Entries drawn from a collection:

---------------

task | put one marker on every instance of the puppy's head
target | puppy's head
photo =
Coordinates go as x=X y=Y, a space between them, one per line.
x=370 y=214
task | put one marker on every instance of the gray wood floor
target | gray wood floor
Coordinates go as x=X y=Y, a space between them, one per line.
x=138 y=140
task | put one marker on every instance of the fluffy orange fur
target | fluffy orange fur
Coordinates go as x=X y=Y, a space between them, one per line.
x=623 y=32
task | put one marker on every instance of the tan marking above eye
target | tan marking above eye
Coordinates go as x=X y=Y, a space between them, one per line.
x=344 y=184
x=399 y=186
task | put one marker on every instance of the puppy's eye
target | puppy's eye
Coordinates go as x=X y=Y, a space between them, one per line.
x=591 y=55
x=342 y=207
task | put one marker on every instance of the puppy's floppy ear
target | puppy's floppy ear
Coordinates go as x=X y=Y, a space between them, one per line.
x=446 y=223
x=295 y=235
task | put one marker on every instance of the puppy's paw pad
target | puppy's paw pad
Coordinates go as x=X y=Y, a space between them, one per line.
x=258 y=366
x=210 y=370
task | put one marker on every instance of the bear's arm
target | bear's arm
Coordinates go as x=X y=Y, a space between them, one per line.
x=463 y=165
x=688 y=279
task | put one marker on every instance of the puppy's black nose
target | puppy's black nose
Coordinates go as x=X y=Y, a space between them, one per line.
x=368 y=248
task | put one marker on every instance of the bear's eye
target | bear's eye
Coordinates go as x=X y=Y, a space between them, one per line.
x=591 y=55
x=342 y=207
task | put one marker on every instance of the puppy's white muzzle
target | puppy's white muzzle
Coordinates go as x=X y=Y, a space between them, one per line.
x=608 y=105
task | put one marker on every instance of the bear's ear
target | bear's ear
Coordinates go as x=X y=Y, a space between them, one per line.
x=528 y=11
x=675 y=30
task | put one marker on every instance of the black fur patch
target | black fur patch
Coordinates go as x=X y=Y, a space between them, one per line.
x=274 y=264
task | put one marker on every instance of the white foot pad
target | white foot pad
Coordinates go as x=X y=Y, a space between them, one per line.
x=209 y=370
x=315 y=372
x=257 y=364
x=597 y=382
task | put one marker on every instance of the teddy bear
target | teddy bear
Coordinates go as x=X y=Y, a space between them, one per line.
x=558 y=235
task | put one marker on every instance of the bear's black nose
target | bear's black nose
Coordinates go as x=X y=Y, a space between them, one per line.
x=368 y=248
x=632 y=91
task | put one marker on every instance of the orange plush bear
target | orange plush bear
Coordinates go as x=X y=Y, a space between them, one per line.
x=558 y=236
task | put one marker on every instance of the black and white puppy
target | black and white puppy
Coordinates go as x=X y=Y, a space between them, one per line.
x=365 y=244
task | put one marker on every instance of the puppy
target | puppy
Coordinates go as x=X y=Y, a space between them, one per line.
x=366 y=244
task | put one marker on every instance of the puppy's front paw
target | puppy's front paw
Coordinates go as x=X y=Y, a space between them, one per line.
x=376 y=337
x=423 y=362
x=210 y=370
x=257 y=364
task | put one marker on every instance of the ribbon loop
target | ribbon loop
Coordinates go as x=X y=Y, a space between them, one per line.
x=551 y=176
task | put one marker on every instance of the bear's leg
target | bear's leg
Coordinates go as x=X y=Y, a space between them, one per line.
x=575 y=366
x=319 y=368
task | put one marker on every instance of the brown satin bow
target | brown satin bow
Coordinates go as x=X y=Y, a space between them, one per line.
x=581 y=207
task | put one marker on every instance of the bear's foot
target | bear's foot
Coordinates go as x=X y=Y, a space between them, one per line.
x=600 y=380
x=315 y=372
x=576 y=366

---------------

Arrange all of the records above as a two-column CSV with the header columns "request" and "answer", one row per record. Place each record's text and its answer in their own quoted fields, replacing every line break with a space.

# [FULL RESPONSE]
request,answer
"task | put one marker on every instance of the puppy's head target | puppy's head photo = Coordinates go as x=X y=Y, a space between them, one per line.","x=370 y=214"
"task | put one marker on every instance of the gray wood floor target | gray wood floor Coordinates go as x=X y=Y, a space between them, one per line.","x=138 y=140"
"task | put one marker on every instance of the fluffy orange fur target | fluffy orange fur Coordinates go as x=X y=Y, a space between them, one per line.","x=623 y=32"
"task | put one marker on every instance of the tan marking above eye target | tan marking above eye Coordinates go as x=X y=Y, a space between them, one per line.","x=344 y=184 x=399 y=186"
"task | put one marker on every instance of the puppy's eye target | puppy's eye Coordinates go as x=X y=Y, a space between them, one per line.","x=591 y=55 x=342 y=207"
"task | put one marker on every instance of the puppy's floppy ear target | puppy's floppy ear Coordinates go as x=X y=Y, a space between them, one per line.","x=446 y=223 x=295 y=235"
"task | put one marker on every instance of the puppy's paw pad target | puppy's paw pad Coordinates go as x=X y=Y, a space between them, one per line.","x=258 y=366 x=210 y=370"
"task | put one marker on every instance of the bear's arm target | bear's arm Coordinates go as x=X y=Y, a space between them, one per line.","x=463 y=165 x=688 y=279"
"task | put one marker on every instance of the puppy's black nose target | puppy's black nose Coordinates go as x=X y=Y, a space between them, one per line.","x=368 y=248"
"task | put one marker on every instance of the bear's eye target | bear's eye Coordinates go as x=X y=Y, a space between them, one per line.","x=591 y=55 x=342 y=207"
"task | put one marker on every instance of the puppy's white muzzle target | puppy's white muzzle Coordinates go as x=X y=Y, a space between them, one per line.","x=608 y=105"
"task | put one marker on every instance of the bear's ear target | bear's ear Coordinates go as x=X y=Y, a space between them, one per line.","x=528 y=11 x=675 y=30"
"task | put one marker on every instance of the black fur patch target | black fur patch Coordinates go as x=X y=Y, a space between them, one per line.","x=274 y=264"
"task | put one marker on every instance of the white foot pad target | white foot pad Coordinates go as x=X y=Y, a space between them, one per line.","x=209 y=370 x=315 y=372 x=257 y=364 x=597 y=382"
"task | put one marker on every instance of the teddy bear target | teddy bear Coordinates go as x=X y=Y, a space between them, one per line.","x=558 y=235"
"task | put one marker on every instance of the bear's black nose target | bear's black nose Coordinates go as x=X y=Y, a space between them, one per line.","x=368 y=248 x=632 y=91"
"task | put one marker on every instance of the orange plush bear target | orange plush bear Coordinates go as x=X y=Y, a space between them, one per line.","x=558 y=236"
"task | put one marker on every instance of the black and white puppy target | black and white puppy Coordinates go as x=X y=Y, a space between them, one per line.","x=365 y=244"
"task | put one marker on every instance of the puppy target | puppy Coordinates go as x=X y=Y, a space between them, one per line.","x=366 y=244"
"task | put one marker on every instance of the puppy's front paw target | puppy's front paw Coordinates go as x=X y=Y, a space between them, one per line.","x=376 y=337 x=423 y=362 x=210 y=370 x=257 y=364"
"task | put one marker on every instance of the ribbon loop target | ribbon loop Coordinates go as x=X y=Y, a space between them, one per line.","x=551 y=176"
"task | put one marker on every instance of the bear's leg target | bear's leg Coordinates go as x=X y=Y, a space between them, one per line.","x=575 y=366 x=319 y=368"
"task | put one marker on every instance of the brown satin bow target | brown satin bow Coordinates go as x=X y=Y, a space between them, one per line.","x=581 y=207"
"task | put one marker on every instance of the bear's foot target | bear's foot Coordinates go as x=X y=Y, a space between them, one per line.","x=600 y=380 x=315 y=372 x=576 y=366"